**Consigne donnée A**
Pouvez-vous recopier toutes les lignes des entrées comprises entre la ligne contenant « Where can you find the white lattice » et la fin des entrées, bornes incluses, en mettant à l'échelle chaque coordonnée des points marqués comme réponses, c'est-à-dire en la multipliant par 1,15 puis en l'arrondissant à l'entier (les demis vers le haut) ? Les autres lignes restent inchangées.

Contrairement aux chaînes de Markov, le rôle des arbres n’est pas explicitement contextualisé au sein de l’œuvre. Leur présence semble créer un lien matériel entre le Madrid de Pérez Galdós et Pardo Bazán et celui du lectorat. Elle souligne que notre perception des lieux qui nous entourent a été façonnée, non seulement par nos expériences physiques, mais aussi par nos expériences textuelles. Tout comme ce langage littéraire est remédiatisé grâce à une chaîne de Markov de façon irréelle, mais probable, leurs pas le sont également. Ces promenades et ces textes nouveaux agissent comme une allégorie du principe de la chaîne de Markov, selon lequel les éléments du passé, contenus dans le présent, influent sur la probabilité qu’un événement se produise dans le futur. Ces textes écrits un siècle auparavant régissent la probabilité des directions successives prises par le lectorat d’aujourd’hui.
Cependant, l’éthique critique et décoloniale de l’œuvre — qui regarde vers l’extérieur plutôt que vers l’intérieur — n’est disponible que si l’on considère son contexte de publication, c’est-à-dire l’Algoliterary Publishing House (APH), sur le site de laquelle cette œuvre est publiée. L’APH est un projet de recherche artistique qui vise à décentrer la perspective de l’être humain et à exploiter les algorithmes, non pas à des fins d’extraction de ressources ou de gains financiers, mais pour faire corps avec la nature et remettre en question les hiérarchies (culturelles) coloniales30. Les questions de recherche présentées sur le site du projet témoignent d’une volonté de repenser les concepts d’auteur, d’informatique (algorithmique) et de crise climatique à la lumière de la pensée décoloniale, et au-delà du débat théorique, de créer un modèle alternatif de maison d’édition qui serait en symbiose avec la nature. Les ouvrages publiés par l’APH interrogent la représentation de l’arbre dans les textes et les données en réutilisant de manière créative des données analogiques liées à l’arbre (température, lumière, humidité) et des architectures de données actuelles (herbiers coloniaux, textes législatifs, philosophie, littérature). Ils visent également à interroger la surabondance de résultats créatifs dans la littérature algorithmique et ses implications pour la lisibilité, la valeur littéraire et l’impact environnemental31.

**Données de la tâche**
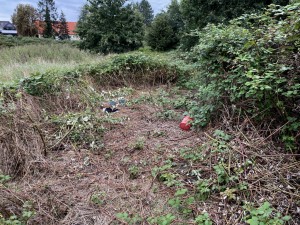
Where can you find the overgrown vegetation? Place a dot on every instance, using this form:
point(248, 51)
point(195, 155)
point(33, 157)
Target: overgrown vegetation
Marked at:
point(251, 67)
point(64, 161)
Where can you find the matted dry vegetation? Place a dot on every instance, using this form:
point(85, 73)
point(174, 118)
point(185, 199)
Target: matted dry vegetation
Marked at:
point(73, 183)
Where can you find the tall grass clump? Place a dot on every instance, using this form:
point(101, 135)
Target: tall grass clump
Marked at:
point(22, 61)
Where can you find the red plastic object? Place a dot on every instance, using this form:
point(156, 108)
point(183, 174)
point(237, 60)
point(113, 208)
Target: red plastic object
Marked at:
point(186, 123)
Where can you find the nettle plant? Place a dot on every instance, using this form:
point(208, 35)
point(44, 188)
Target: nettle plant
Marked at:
point(253, 60)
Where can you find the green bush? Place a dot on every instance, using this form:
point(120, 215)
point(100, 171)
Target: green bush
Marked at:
point(250, 64)
point(160, 35)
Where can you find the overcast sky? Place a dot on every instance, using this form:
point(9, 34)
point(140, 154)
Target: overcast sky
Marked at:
point(71, 8)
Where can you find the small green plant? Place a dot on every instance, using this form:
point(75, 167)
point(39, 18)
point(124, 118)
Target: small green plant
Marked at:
point(182, 202)
point(162, 220)
point(98, 198)
point(203, 219)
point(202, 190)
point(133, 172)
point(129, 219)
point(138, 144)
point(27, 214)
point(168, 114)
point(4, 178)
point(264, 215)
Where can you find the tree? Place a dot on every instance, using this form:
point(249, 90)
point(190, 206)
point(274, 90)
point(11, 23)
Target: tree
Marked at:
point(175, 18)
point(146, 10)
point(24, 18)
point(63, 30)
point(48, 14)
point(160, 35)
point(110, 26)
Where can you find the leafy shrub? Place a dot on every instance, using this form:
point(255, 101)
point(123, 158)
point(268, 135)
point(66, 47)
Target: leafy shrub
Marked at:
point(160, 35)
point(251, 64)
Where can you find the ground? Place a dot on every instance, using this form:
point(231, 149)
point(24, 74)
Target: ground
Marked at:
point(145, 160)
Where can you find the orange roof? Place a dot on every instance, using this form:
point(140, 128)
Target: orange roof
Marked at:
point(71, 27)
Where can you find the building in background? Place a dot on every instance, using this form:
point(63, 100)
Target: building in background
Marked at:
point(7, 28)
point(73, 36)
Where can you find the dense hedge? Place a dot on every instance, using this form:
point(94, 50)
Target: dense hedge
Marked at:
point(252, 64)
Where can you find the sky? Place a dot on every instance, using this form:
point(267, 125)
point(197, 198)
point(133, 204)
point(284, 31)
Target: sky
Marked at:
point(71, 8)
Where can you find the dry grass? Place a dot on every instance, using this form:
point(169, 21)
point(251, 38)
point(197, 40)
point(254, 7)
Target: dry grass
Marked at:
point(63, 190)
point(23, 61)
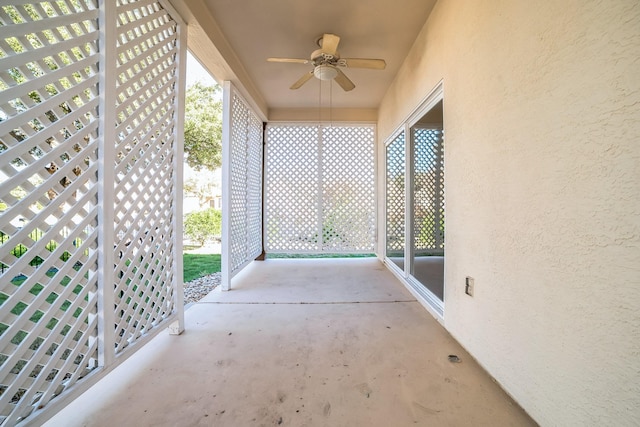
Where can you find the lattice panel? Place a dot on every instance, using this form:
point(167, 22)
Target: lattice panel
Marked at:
point(245, 181)
point(348, 189)
point(395, 197)
point(320, 189)
point(292, 189)
point(254, 186)
point(428, 189)
point(144, 187)
point(48, 201)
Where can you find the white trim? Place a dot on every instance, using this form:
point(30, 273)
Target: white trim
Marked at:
point(433, 304)
point(420, 292)
point(106, 183)
point(225, 283)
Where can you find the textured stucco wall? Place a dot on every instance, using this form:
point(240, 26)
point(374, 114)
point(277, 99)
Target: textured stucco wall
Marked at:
point(542, 123)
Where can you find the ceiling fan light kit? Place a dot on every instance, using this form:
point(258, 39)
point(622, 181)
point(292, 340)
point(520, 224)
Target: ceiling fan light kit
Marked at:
point(325, 72)
point(326, 61)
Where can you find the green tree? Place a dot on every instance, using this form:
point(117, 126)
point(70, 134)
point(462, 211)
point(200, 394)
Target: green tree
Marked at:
point(203, 225)
point(203, 127)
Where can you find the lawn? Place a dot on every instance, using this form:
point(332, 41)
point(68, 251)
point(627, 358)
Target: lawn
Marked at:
point(198, 265)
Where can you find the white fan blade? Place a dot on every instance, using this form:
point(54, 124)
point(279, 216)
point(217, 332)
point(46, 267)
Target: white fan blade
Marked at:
point(305, 78)
point(330, 44)
point(374, 64)
point(289, 60)
point(344, 81)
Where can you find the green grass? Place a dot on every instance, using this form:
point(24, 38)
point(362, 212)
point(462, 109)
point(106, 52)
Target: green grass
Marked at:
point(198, 265)
point(273, 256)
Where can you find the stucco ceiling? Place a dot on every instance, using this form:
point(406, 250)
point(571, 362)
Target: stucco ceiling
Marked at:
point(257, 29)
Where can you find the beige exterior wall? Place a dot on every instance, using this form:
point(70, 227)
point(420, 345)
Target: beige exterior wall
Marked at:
point(542, 120)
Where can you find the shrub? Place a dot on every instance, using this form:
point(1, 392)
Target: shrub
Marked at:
point(203, 225)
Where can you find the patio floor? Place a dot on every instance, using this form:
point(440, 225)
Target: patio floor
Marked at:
point(300, 343)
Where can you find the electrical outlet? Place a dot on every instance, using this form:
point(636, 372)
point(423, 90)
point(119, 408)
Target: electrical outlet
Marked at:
point(468, 286)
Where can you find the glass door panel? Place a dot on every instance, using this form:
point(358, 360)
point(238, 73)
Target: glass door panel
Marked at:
point(427, 213)
point(395, 201)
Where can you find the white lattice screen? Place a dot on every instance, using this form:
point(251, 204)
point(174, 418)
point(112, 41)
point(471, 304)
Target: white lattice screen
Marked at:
point(320, 188)
point(242, 176)
point(395, 197)
point(146, 68)
point(428, 190)
point(55, 278)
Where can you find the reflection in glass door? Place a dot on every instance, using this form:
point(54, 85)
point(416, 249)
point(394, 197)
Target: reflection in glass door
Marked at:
point(395, 201)
point(427, 213)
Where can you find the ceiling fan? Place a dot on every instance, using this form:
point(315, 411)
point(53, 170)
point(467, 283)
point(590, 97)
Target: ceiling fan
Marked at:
point(326, 61)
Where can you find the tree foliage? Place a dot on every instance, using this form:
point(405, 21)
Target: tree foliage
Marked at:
point(203, 127)
point(202, 226)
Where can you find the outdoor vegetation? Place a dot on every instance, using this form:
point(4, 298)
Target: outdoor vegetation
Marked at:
point(203, 226)
point(198, 265)
point(203, 127)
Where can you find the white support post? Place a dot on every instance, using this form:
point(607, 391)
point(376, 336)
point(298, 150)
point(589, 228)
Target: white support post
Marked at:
point(226, 187)
point(177, 327)
point(106, 179)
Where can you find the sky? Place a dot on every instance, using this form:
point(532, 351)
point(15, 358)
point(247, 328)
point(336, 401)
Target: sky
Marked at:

**Consigne donnée B**
Pouvez-vous renvoyer tel quel le passage du texte sur la littérature algorithmique situé entre « Contrairement aux chaînes » et « le lectorat d’aujourd’hui. », bornes incluses ?

**Réponse complète A**
Where can you find the white lattice screen? Place a dot on every instance, using this form:
point(251, 204)
point(174, 418)
point(112, 41)
point(471, 304)
Target: white lattice screen
Marked at:
point(368, 216)
point(278, 202)
point(454, 227)
point(168, 78)
point(492, 219)
point(63, 320)
Where can you find the reflection in glass door? Place a dot on every instance, using this form:
point(54, 85)
point(416, 249)
point(394, 197)
Target: reflection in glass door
Marked at:
point(454, 231)
point(491, 245)
Where can you find the ceiling fan? Place a dot on every instance, using this form:
point(315, 411)
point(53, 170)
point(467, 283)
point(590, 97)
Target: ceiling fan
Marked at:
point(375, 70)
Where can you find the tree foliage? Place a dot on every instance, using this form:
point(405, 21)
Target: tree foliage
Marked at:
point(233, 146)
point(232, 260)
Where can you find the outdoor vegetation? Place a dot on every instance, using this form:
point(4, 298)
Target: outdoor vegetation
Marked at:
point(233, 260)
point(228, 305)
point(233, 146)
Where can you find the white support post? Place a dot on every instance, using this form:
point(607, 391)
point(376, 336)
point(298, 150)
point(589, 228)
Target: white support post
Marked at:
point(260, 215)
point(204, 376)
point(122, 206)
Where can you find the sky? Place a dot on every instance, using this form:
point(532, 351)
point(15, 358)
point(247, 328)
point(336, 401)
Target: sky
Marked at:

**Réponse complète B**
Contrairement aux chaînes de Markov, le rôle des arbres n’est pas explicitement contextualisé au sein de l’œuvre. Leur présence semble créer un lien matériel entre le Madrid de Pérez Galdós et Pardo Bazán et celui du lectorat. Elle souligne que notre perception des lieux qui nous entourent a été façonnée, non seulement par nos expériences physiques, mais aussi par nos expériences textuelles. Tout comme ce langage littéraire est remédiatisé grâce à une chaîne de Markov de façon irréelle, mais probable, leurs pas le sont également. Ces promenades et ces textes nouveaux agissent comme une allégorie du principe de la chaîne de Markov, selon lequel les éléments du passé, contenus dans le présent, influent sur la probabilité qu’un événement se produise dans le futur. Ces textes écrits un siècle auparavant régissent la probabilité des directions successives prises par le lectorat d’aujourd’hui.